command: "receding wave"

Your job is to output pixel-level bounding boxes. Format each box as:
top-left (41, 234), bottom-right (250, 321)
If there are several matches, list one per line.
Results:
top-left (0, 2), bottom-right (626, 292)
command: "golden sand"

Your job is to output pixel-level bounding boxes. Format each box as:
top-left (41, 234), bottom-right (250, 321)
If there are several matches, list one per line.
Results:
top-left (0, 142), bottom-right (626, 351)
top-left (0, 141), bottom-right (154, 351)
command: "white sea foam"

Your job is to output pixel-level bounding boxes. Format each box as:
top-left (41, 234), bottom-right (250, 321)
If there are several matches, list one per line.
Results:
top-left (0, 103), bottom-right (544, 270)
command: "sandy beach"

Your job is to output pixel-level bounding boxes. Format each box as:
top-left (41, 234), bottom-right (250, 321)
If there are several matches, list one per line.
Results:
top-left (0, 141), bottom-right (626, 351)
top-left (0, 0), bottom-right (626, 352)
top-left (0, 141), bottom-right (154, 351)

+===+

## TASK INSTRUCTIONS:
Convert every line above into a JSON list of strings, one string per line, leaving out blank lines.

## ANSWER FOR THE TASK:
[
  "command: \"receding wave\"",
  "Your job is to output pixel-level bounding boxes. Format each box as:",
  "top-left (41, 234), bottom-right (250, 321)",
  "If there are several matches, list one per line.",
  "Results:",
  "top-left (0, 2), bottom-right (626, 292)",
  "command: \"golden sand\"",
  "Your job is to output pixel-level bounding boxes. Format each box as:",
  "top-left (41, 234), bottom-right (250, 321)",
  "If there are several matches, list one per line.",
  "Results:",
  "top-left (0, 142), bottom-right (626, 351)",
  "top-left (0, 141), bottom-right (154, 351)",
  "command: \"white sea foam\"",
  "Your job is to output pixel-level bounding boxes. Format each box as:",
  "top-left (41, 234), bottom-right (250, 321)",
  "If there are several matches, list one per line.",
  "Results:",
  "top-left (0, 103), bottom-right (544, 270)",
  "command: \"sandy beach\"",
  "Your job is to output pixel-level bounding boxes. Format each box as:",
  "top-left (41, 234), bottom-right (250, 321)",
  "If there are several matches, list one per line.",
  "Results:",
  "top-left (0, 141), bottom-right (626, 351)",
  "top-left (0, 0), bottom-right (626, 352)",
  "top-left (0, 141), bottom-right (154, 351)"
]